Necessary, because it was a war of attrition, and was always going to end up being fought door to door on the streets of either London or Berlin.

Necessary, because the time for talking was long over - "less Jaw, Jaw, and more War, War."

Necessary, because the Germans were racing the clock to design their own weapons of mass destruction.

Necessary to raise Russian moral and destroy German moral.

That being said the suffering was appalling, horrendous, terrible, beyond belief, and as bad as Nagasaki and Hiroshima, if a little less in scale.

But necessary.

Just like Hiroshima and Nagasaki.


#19

This is a little bit off topic.

This whole notion of "war".

And "rules" for war.

And the sparing of civilian populations.

I've been taking a study course of the Bible and we're up to Solomon. The course is excellent because it follows a time line. It's produced by people like Matt Pinto and Jeff Cavins. Really excellent.

Anyway, I always thought that we got the whole Bible when we went to daily Mass. Well, not so sure. Because so far, we are about a thousand years into it and it's all war. Mass slaughter. Not just the Israelites / Chosen People. [the names change] But everybody wages total war at all times. It's pretty brutal. We have a large class ... ~ 50 people ... and even the military people in the group are getting PTSD just reading the battles. No joke.

▶ [Available data]:
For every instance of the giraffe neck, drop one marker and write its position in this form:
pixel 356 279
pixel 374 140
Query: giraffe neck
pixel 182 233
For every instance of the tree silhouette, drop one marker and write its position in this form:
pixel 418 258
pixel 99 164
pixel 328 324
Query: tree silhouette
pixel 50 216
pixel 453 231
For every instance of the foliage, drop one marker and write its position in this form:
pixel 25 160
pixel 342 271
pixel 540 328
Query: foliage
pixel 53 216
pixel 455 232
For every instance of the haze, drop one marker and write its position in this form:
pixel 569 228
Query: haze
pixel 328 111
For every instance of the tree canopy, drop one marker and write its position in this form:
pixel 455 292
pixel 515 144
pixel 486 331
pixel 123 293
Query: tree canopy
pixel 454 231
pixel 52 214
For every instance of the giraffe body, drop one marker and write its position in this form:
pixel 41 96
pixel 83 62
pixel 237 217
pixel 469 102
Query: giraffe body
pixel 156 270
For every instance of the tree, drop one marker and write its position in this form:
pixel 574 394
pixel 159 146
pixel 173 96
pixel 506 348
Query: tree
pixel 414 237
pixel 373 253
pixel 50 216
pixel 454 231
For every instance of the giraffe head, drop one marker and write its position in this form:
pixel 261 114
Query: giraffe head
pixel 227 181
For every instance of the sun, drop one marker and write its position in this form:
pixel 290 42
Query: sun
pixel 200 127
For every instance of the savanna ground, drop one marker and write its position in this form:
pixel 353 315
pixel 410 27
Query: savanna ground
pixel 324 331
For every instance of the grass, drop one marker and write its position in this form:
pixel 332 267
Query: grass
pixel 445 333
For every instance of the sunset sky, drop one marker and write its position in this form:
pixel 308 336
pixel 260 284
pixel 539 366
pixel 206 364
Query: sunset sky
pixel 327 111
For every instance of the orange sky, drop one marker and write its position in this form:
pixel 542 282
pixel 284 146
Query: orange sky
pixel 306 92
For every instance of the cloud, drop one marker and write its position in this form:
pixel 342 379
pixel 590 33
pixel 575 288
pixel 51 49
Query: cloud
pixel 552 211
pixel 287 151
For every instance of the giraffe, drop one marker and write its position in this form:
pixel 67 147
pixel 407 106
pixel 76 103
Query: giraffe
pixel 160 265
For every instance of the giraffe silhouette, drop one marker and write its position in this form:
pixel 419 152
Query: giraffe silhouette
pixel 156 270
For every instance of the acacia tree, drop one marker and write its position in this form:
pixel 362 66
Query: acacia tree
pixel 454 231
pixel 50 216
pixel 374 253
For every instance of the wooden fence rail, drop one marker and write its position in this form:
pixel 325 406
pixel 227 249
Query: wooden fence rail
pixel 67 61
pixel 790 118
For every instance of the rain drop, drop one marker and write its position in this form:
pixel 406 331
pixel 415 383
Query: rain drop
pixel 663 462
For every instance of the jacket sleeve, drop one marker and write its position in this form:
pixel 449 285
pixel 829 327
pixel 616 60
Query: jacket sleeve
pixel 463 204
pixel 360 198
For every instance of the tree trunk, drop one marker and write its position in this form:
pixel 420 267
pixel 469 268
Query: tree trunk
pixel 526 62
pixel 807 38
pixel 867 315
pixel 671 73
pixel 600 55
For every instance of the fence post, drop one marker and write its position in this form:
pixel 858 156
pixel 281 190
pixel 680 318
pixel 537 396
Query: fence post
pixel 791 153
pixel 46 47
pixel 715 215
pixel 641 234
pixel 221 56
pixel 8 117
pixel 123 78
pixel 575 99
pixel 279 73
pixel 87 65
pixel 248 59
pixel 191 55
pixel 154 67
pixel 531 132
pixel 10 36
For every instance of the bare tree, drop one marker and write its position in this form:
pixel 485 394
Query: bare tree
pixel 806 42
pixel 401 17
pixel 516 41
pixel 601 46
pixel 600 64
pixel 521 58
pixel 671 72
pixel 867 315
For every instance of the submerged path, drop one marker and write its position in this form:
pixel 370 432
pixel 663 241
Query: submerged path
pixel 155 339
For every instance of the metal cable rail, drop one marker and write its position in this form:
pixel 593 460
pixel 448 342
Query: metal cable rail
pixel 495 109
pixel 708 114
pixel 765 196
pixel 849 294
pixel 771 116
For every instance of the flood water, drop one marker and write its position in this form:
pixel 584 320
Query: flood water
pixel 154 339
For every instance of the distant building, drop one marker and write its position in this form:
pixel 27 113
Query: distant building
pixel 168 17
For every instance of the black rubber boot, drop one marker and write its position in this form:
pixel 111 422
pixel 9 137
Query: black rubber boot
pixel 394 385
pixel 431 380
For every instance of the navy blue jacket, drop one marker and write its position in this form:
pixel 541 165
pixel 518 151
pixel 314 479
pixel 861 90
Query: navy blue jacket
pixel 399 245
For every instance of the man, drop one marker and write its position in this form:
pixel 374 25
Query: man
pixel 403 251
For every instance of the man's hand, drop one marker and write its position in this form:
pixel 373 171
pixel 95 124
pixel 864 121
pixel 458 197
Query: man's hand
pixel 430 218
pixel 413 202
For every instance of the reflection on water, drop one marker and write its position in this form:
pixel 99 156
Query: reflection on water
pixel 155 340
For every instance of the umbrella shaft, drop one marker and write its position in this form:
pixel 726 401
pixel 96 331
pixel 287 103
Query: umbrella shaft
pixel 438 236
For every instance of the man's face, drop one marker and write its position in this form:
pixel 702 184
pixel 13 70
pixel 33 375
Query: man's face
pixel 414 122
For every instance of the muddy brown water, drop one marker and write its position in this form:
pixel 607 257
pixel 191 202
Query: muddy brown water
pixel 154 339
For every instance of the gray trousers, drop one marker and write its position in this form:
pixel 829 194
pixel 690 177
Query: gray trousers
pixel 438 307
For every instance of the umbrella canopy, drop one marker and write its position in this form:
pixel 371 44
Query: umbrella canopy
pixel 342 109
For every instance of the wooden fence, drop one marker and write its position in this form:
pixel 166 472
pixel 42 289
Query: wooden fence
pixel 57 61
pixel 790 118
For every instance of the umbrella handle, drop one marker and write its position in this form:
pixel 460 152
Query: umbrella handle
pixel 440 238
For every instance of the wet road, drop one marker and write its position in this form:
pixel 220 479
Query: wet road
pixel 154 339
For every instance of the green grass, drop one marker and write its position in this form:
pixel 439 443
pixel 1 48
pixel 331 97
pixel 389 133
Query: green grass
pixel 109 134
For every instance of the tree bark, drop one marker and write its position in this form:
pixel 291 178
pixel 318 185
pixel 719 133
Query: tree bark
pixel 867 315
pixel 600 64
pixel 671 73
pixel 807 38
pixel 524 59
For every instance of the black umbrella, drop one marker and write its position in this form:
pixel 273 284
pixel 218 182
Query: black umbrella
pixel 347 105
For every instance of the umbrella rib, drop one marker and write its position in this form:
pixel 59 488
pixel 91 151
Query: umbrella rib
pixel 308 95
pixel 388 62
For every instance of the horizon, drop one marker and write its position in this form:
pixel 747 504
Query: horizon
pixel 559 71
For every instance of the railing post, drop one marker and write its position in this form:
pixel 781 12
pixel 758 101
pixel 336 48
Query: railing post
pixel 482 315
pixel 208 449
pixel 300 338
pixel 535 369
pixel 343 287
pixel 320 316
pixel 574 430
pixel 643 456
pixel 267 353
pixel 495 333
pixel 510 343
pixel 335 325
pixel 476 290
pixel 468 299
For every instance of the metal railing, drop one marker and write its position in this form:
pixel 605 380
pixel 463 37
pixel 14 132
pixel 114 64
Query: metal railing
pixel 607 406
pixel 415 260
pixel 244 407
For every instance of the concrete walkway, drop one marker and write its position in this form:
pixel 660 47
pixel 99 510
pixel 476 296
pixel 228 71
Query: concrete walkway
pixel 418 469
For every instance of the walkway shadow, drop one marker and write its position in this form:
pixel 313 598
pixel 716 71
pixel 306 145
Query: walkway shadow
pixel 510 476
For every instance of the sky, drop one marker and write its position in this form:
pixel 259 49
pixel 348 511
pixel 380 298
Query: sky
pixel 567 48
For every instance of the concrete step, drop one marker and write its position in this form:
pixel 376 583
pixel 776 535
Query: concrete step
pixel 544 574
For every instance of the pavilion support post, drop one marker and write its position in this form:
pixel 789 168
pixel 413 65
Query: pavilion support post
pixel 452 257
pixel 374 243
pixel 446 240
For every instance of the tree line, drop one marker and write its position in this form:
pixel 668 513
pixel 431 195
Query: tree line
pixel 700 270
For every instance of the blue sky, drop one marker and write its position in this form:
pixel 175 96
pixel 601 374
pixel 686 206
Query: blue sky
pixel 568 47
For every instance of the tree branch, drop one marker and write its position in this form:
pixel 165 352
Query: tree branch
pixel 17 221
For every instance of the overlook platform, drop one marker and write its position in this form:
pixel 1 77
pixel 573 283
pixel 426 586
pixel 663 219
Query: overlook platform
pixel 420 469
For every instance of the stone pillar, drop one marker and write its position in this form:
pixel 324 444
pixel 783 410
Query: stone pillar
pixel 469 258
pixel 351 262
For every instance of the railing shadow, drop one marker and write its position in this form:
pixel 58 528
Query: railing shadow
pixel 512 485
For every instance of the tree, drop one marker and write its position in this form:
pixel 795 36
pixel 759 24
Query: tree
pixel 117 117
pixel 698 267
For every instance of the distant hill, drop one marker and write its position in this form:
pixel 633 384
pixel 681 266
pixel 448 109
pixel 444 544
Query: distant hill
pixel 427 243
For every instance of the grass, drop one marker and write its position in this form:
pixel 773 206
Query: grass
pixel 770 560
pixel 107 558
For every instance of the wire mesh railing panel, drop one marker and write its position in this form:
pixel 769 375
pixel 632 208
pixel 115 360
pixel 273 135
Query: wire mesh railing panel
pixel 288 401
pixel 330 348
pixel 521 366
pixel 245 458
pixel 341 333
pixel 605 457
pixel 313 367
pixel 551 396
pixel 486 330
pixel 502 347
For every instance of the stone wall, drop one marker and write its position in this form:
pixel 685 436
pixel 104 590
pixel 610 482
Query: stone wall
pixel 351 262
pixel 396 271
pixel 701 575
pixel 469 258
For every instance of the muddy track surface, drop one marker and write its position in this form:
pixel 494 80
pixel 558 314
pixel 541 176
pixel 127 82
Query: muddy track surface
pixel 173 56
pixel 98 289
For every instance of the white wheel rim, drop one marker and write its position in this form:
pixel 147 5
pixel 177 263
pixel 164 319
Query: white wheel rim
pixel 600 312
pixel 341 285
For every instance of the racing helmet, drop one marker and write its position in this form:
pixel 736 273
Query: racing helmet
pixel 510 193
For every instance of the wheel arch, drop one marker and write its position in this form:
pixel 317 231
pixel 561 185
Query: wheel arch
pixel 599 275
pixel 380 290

▶ [Work request 1]: Copy, word for word, the part of the passage on war that runs from "This is a little" to "Cavins. Really excellent.".
▶ [Work request 2]: In the passage on war, which biblical figure has the Bible study course reached?

▶ [Expected answer 1]:
This is a little bit off topic.

This whole notion of "war".

And "rules" for war.

And the sparing of civilian populations.

I've been taking a study course of the Bible and we're up to Solomon. The course is excellent because it follows a time line. It's produced by people like Matt Pinto and Jeff Cavins. Really excellent.

▶ [Expected answer 2]: Solomon.